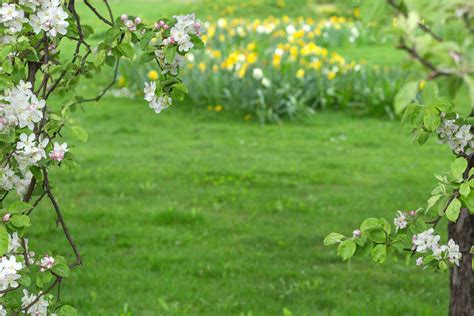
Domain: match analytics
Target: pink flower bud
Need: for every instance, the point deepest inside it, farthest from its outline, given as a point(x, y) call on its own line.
point(6, 217)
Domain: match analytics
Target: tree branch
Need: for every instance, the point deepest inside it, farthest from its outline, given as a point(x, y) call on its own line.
point(61, 219)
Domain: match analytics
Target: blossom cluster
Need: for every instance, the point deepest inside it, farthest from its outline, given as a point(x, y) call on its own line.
point(48, 16)
point(427, 241)
point(459, 138)
point(181, 33)
point(156, 103)
point(12, 18)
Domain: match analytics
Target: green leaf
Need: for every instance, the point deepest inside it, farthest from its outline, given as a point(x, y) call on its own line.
point(370, 223)
point(379, 253)
point(469, 202)
point(431, 119)
point(67, 310)
point(458, 167)
point(99, 58)
point(333, 238)
point(170, 53)
point(126, 49)
point(346, 249)
point(19, 207)
point(80, 133)
point(405, 95)
point(25, 280)
point(465, 189)
point(3, 240)
point(61, 269)
point(20, 220)
point(452, 212)
point(386, 226)
point(36, 171)
point(442, 265)
point(43, 278)
point(378, 235)
point(112, 34)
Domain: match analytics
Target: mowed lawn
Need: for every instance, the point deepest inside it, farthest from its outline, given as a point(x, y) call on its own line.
point(202, 214)
point(199, 213)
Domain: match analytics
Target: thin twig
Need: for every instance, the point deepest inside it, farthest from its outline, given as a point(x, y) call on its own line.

● **TASK OBJECTIVE**:
Set down again, word for word, the part of the listing that opens with its first line and closes with the line containing "point(6, 217)", with both ends included. Leave the pictures out of your answer.

● **FINISHED ANSWER**:
Domain: match analytics
Target: pink flower bud
Need: for every instance, the point deepest inside it, farthest from its outline, given as a point(x, y) call on its own line.
point(6, 217)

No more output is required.